### TEXT PROVIDED
Segment Open
The result, Seear said, is that many people with endometriosis develop a “highly sophisticated” understanding of the condition — including knowledge of new theories and treatments — to help advocate for themselves. Seear, who has endometriosis, added that it is not unusual for their knowledge to rival or surpass that of their general practitioners, who often serve as gatekeepers to seeing a specialist.
There is some disagreement among the endometriosis community about the efficacy of hysterectomies, which can eliminate endometrium growth in the reproductive organs but won’t impact growth that spreads to other organs.
Excision, the surgical removal of endometrium tissue, is increasingly touted among some researchers and medical professionals, including the Center for Endometriosis, as the “gold standard” for endometriosis treatment.
But Kristyn Brandi, a obstetrician-gynecologist and fellow with the American College of Obstetricians and Gynecologists, said hysterectomies are still seen as the “the end of the road” for many people with endometriosis, even though the procedure doesn’t guarantee that the endometriotic cysts won’t show up in other organs, like the bladder. That’s because as long as there is a hormone that could stimulate the growth of those cells, the cysts can come back.
She noted that research shows patients under 30 years old are at a higher risk of regretting procedures that hinder their ability to have biological children than those who are older, which may discourage some providers from moving forward with hysterectomies or other kinds of sterilization.
But, as Brandi sees it, her job is to focus on the individual in front of her: their specific wants, needs and concerns.
“I want people to be making the best decisions that they can, right then and there, with the best information that they have,” she said.
“My patients are the experts, and I always want to make sure that there’s not denied care because of my own biases or my own thoughts about what fertility looks like.”
Denae, diagnosed with endometriosis at 24, is now a full-time endometriosis advocate and educator. She said she did want a hysterectomy at one point, but she’s glad her doctor insisted she look at other options as well.
Denae’s doctor, a Black woman like her, was concerned that she was too young to have a hysterectomy, which she said initially frustrated her. But Denae followed her advice, eventually deciding to ease off on birth control, which she suspected had made her condition worse.
She credits that decision, alongside larger lifestyle changes, with greatly improving her health and well-being.
These changes aren’t one-size-fits-all, an indication of how complex and frustrating treating endometriosis can be for many patients.
Vu, the Georgetown graduate, sought excision surgery. She said one doctor was reluctant to perform the procedure on her because of the high risk of scarring on her fallopian tubes and ovaries, which could prevent future pregnancies. Instead, Vu’s doctor recommended she take hormonal birth control, which gave Vu intense migraines.
“That felt like an extremely unfair position to be put in,” Vu said. “I’m not going to choose between children and a lifetime of pain.”
This emphasis on biological childbearing is also a “limited and narrow” way of thinking about parenthood, Seear added.
This rings true for Walsh. A queer, nonbinary artist and writer living in South Wales, Walsh knew from an early age that they weren’t interested in bearing children, but they were open to adopting. When Walsh expressed this to their former OB/GYN, he didn’t seem to listen, insisting that they might change their mind.
Walsh is finally seeing a specialist who they trust and not only has the knowledge and ability to treat them, but trusts Walsh’s judgment. Walsh now is on a waiting list for a hysterectomy.
“If you don’t live with the condition, you don’t understand the desperation,” Walsh said.
“You don’t understand the willingness to do literally anything to help you. And if my specialist believes this will help me even slightly — and he does think it’ll help me massively, and so do I — then I’m going to trust him.”
Segment Closed
### LIST OF TASKS
1. Reproduce part of the endometriosis article word for word, beginning at "Walsh is finally" and stopping after "for a hysterectomy.".
2. According to the endometriosis article, what is Walsh now on a waiting list for?
The items that come next are not needed.

### AVAILABLE DATA
Segment Open
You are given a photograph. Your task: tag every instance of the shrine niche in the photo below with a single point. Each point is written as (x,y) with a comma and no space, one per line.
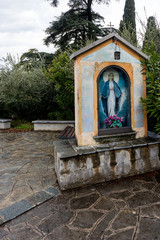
(114,101)
(108,87)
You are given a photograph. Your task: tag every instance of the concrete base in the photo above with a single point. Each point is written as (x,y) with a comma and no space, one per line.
(5,123)
(81,166)
(41,125)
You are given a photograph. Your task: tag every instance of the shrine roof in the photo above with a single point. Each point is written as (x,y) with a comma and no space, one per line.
(106,38)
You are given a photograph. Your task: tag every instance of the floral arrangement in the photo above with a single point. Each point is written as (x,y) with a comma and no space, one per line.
(113,121)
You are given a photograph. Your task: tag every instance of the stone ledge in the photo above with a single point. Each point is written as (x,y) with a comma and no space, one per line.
(82,166)
(5,123)
(49,125)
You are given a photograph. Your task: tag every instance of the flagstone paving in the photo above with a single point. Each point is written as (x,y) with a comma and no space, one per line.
Segment Closed
### RESPONSES IN ORDER
1.
Walsh is finally seeing a specialist who they trust and not only has the knowledge and ability to treat them, but trusts Walsh’s judgment. Walsh now is on a waiting list for a hysterectomy.

2. A hysterectomy.